Prompt
Each line below should be reproduced without any alteration.

Input rows
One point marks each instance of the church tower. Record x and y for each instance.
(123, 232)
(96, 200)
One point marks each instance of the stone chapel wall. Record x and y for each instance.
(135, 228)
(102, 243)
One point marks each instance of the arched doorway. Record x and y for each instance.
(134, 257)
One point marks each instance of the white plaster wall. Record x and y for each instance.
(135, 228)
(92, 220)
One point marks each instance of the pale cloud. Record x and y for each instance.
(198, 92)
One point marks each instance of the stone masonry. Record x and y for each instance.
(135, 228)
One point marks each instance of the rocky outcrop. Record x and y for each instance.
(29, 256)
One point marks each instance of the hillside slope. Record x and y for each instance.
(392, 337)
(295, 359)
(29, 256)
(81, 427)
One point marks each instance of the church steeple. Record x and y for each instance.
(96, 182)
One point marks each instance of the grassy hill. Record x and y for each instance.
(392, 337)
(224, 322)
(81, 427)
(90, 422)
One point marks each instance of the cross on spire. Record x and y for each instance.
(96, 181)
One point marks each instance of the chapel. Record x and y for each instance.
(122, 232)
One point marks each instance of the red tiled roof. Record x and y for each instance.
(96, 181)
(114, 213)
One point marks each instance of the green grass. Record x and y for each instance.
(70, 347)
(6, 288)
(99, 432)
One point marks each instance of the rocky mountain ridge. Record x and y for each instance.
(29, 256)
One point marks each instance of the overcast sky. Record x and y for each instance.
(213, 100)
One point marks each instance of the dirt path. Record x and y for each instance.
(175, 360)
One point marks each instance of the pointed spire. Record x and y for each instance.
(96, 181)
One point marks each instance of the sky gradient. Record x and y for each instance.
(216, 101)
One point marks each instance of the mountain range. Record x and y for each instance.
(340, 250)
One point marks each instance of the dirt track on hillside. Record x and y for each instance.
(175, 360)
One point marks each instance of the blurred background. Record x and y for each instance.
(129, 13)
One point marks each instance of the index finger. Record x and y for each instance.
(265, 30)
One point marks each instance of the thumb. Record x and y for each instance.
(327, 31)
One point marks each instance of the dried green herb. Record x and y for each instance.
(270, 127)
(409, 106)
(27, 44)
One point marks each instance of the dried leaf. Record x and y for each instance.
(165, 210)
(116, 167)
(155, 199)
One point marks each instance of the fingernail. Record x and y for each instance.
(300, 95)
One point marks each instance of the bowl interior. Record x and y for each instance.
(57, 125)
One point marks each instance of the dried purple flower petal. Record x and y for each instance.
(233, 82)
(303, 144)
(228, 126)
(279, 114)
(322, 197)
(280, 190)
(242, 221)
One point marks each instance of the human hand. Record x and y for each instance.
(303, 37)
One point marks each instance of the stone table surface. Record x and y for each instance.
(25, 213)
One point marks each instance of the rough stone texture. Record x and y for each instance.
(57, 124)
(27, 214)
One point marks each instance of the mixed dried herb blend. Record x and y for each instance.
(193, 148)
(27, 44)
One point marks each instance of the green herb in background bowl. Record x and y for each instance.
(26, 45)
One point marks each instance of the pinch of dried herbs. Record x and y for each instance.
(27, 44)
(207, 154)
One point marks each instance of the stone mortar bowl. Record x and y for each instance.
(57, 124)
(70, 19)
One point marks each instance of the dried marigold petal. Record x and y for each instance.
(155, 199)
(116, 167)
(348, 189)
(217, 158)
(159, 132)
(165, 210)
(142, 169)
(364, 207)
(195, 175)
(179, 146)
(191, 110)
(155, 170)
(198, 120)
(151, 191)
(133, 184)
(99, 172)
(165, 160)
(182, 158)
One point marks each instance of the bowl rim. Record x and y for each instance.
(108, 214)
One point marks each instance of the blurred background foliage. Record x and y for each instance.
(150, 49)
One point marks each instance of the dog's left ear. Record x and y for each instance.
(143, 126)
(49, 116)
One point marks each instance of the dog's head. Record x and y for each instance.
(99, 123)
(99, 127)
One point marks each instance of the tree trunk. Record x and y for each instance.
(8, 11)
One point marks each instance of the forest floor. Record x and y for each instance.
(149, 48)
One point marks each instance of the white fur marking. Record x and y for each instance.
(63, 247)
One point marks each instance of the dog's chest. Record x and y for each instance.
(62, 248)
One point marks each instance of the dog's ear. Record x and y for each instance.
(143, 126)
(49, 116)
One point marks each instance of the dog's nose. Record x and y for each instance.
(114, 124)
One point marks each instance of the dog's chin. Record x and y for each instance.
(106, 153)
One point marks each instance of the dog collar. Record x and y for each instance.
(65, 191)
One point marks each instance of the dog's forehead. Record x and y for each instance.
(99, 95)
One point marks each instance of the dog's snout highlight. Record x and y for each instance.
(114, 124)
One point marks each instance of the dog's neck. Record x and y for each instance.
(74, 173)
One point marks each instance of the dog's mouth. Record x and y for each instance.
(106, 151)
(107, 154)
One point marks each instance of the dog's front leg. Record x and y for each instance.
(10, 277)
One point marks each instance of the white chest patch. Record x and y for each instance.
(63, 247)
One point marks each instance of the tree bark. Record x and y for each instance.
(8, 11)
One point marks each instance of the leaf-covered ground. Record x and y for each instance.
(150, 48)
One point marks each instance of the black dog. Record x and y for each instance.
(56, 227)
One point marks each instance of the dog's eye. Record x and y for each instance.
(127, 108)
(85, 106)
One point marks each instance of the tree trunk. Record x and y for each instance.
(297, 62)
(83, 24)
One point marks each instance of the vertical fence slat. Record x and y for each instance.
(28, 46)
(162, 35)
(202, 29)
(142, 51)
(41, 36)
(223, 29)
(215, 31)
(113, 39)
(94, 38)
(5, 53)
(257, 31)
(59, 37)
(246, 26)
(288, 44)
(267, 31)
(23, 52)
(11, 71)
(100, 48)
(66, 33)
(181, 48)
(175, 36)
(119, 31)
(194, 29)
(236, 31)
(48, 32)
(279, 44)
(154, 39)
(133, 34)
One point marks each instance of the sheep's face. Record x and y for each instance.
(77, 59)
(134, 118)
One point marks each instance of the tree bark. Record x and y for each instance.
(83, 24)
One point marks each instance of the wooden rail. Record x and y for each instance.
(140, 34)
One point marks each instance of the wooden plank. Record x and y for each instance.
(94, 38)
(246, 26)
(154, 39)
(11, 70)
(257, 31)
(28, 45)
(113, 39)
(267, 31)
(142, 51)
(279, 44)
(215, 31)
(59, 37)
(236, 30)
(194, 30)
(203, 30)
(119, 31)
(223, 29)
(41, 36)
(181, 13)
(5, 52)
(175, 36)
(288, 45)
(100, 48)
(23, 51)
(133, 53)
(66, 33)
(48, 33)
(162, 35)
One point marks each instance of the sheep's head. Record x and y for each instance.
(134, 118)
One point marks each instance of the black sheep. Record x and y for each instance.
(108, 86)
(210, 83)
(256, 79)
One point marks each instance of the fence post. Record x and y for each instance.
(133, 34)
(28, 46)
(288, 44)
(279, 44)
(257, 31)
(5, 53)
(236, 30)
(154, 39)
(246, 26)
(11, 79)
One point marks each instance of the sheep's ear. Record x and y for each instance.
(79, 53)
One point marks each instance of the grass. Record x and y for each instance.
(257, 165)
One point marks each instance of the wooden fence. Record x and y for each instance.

Correct answer
One point marks each instance of the church tower. Record x and y for each instance.
(123, 232)
(96, 200)
One point marks each instance of the stone chapel wall. Record x and y for each instance.
(135, 228)
(102, 243)
One point marks each instance of the arched doorway. Record x and y for each instance.
(134, 257)
One point marks each instance of the white plaster wall. Record x and y for each instance.
(135, 228)
(92, 220)
One point marks each instance of the pale cloud. Record x and y for each instance.
(198, 92)
One point marks each instance of the stone masonry. Record x and y for each instance.
(135, 228)
One point marks each instance of the rocky outcrop. Record x and y for each instance.
(29, 256)
One point marks each instance of the hillside slope. Record x and y for each instance.
(392, 337)
(295, 359)
(29, 256)
(81, 427)
One point marks each instance of the church steeple. Record x and y for each instance.
(96, 182)
One point marks each instance of the grassy hill. Record x and y for each instance.
(392, 337)
(224, 322)
(81, 427)
(90, 422)
One point marks each instance of the cross on spire. Record x and y for each instance.
(96, 181)
One point marks each instance of the chapel. Record x and y for each instance.
(122, 232)
One point marks each instance of the red tiled roof. Record x and y for each instance.
(96, 181)
(114, 213)
One point marks each instance of the green grass. Record x and y for each instance.
(70, 347)
(6, 288)
(99, 432)
One point marks each instance of the rocky mountain ridge. Record x and y for each instance.
(29, 256)
One point marks each instance of the overcast sky. Record x and y for each instance.
(213, 100)
One point marks each instance of the dirt path. Record x and y for each instance.
(175, 360)
One point marks each instance of the pointed spire. Record x and y for each instance.
(96, 181)
One point marks each instance of the sky gradient. Record x and y for each instance.
(216, 101)
One point marks each instance of the mountain range. Record x and y for each instance.
(340, 250)
One point marks each instance of the dirt track on hillside. Record x and y for each instance.
(175, 360)
One point marks each instance of the blurred background. Record x and y for each instance.
(129, 13)
One point marks each instance of the index finger. Record x and y for each instance.
(265, 30)
One point marks each instance of the thumb. Record x and y for each instance.
(327, 31)
One point marks each instance of the dried green herb. Record x and y for each instance.
(270, 127)
(409, 106)
(27, 44)
One point marks each instance of the dried leaf. Record x and y for each instance.
(165, 210)
(116, 167)
(155, 199)
One point marks each instance of the fingernail. Record x and y for each instance.
(300, 95)
One point marks each instance of the bowl interior. Record x and y for each instance.
(57, 125)
One point marks each instance of the dried purple flower petal. Record x and y for each instance.
(233, 82)
(303, 144)
(228, 126)
(279, 114)
(322, 197)
(280, 190)
(242, 221)
One point marks each instance of the human hand. Record x and y for each instance.
(303, 37)
One point marks each instance of the stone table surface. Record x and y for each instance.
(25, 213)
One point marks each instance of the rough stone texture. Record x and y for each instance.
(57, 124)
(27, 214)
One point marks each instance of the mixed dried herb blend. Record x and y for each instance.
(193, 148)
(27, 44)
One point marks each instance of the green herb in background bowl. Record x and y for each instance.
(26, 45)
One point marks each instance of the pinch of dried herbs. Record x and y for each instance.
(27, 44)
(207, 154)
One point marks each instance of the stone mortar bowl. Record x and y for each instance.
(57, 124)
(70, 19)
One point marks each instance of the dried marigold petal. Record x and y for each instance.
(155, 199)
(116, 167)
(348, 189)
(217, 158)
(159, 132)
(165, 210)
(142, 169)
(364, 207)
(195, 175)
(179, 146)
(191, 110)
(155, 170)
(198, 120)
(151, 191)
(133, 184)
(99, 172)
(165, 160)
(182, 158)
One point marks each instance of the bowl rim. Record x and y for each instance.
(108, 214)
One point marks each instance of the blurred background foliage. Record x and y for each instance.
(150, 49)
One point marks each instance of the dog's left ear. Record x and y for each instance.
(143, 126)
(49, 116)
One point marks each instance of the dog's head. Record x and y for each instance.
(99, 123)
(99, 127)
One point marks each instance of the tree trunk. Record x and y for each instance.
(8, 11)
One point marks each instance of the forest floor. Record x and y for each instance.
(149, 48)
One point marks each instance of the white fur marking. Record x and y for each instance.
(63, 247)
One point marks each instance of the dog's chest. Record x and y for each instance.
(62, 248)
One point marks each instance of the dog's ear. Record x and y for each instance.
(143, 126)
(49, 116)
One point marks each instance of the dog's nose. Record x and y for each instance.
(114, 124)
One point marks each instance of the dog's chin. Record x and y for each instance.
(106, 153)
One point marks each instance of the dog collar. Record x and y for each instance.
(65, 191)
One point marks each instance of the dog's forehead. Record x and y for each instance.
(99, 95)
One point marks each instance of the dog's snout highlight. Record x and y for each instance.
(114, 124)
One point marks each instance of the dog's neck. Record x and y for each instance.
(74, 173)
One point marks each instance of the dog's mouth. Record x and y for each instance.
(106, 151)
(107, 154)
One point marks each instance of the dog's front leg. Record x and y for each instance.
(10, 277)
One point marks each instance of the white chest patch. Record x and y for each instance.
(63, 247)
One point marks each instance of the tree bark. Record x and y for each instance.
(8, 11)
One point marks each instance of the leaf-covered ground. Record x and y for each instance.
(150, 48)
One point marks each instance of the black dog. Record x and y for each instance.
(56, 227)
One point marks each instance of the dog's eye. Record x and y for each instance.
(127, 108)
(85, 106)
One point marks each instance of the tree trunk. Record x and y for each instance.
(297, 62)
(83, 24)
One point marks each instance of the vertical fence slat. Record x and y for each instance.
(28, 46)
(162, 35)
(202, 29)
(142, 51)
(41, 36)
(223, 29)
(215, 31)
(113, 39)
(94, 38)
(5, 53)
(257, 31)
(59, 37)
(246, 26)
(288, 44)
(267, 31)
(23, 52)
(11, 71)
(100, 48)
(66, 33)
(181, 48)
(175, 36)
(119, 31)
(194, 29)
(236, 31)
(48, 32)
(279, 44)
(154, 39)
(133, 34)
One point marks each instance of the sheep's face. Record x and y for each instance.
(77, 59)
(134, 118)
One point marks each instance of the tree bark. Record x and y for each instance.
(83, 24)
One point marks each instance of the wooden rail. Record x and y for each instance.
(140, 34)
One point marks each instance of the wooden plank. Record x and y for each instance.
(94, 38)
(246, 26)
(154, 39)
(11, 70)
(257, 31)
(28, 45)
(113, 39)
(267, 31)
(142, 51)
(279, 44)
(215, 31)
(59, 37)
(236, 30)
(194, 30)
(203, 30)
(119, 31)
(223, 29)
(41, 36)
(181, 13)
(5, 52)
(175, 36)
(288, 45)
(100, 48)
(23, 51)
(133, 53)
(66, 33)
(48, 33)
(162, 35)
One point marks each instance of the sheep's head. Record x and y for each instance.
(134, 118)
One point marks each instance of the black sheep. Record x and y for each instance.
(108, 86)
(210, 83)
(256, 79)
One point marks each instance of the fence post. Record x and y for each instance.
(133, 34)
(28, 46)
(288, 44)
(279, 44)
(257, 31)
(5, 53)
(236, 30)
(154, 39)
(246, 26)
(11, 79)
One point marks each instance of the sheep's ear. Record x and y for each instance.
(79, 53)
One point marks each instance of the grass. Record x and y for each instance.
(257, 165)
One point marks each instance of the wooden fence. Record x and y for each instance.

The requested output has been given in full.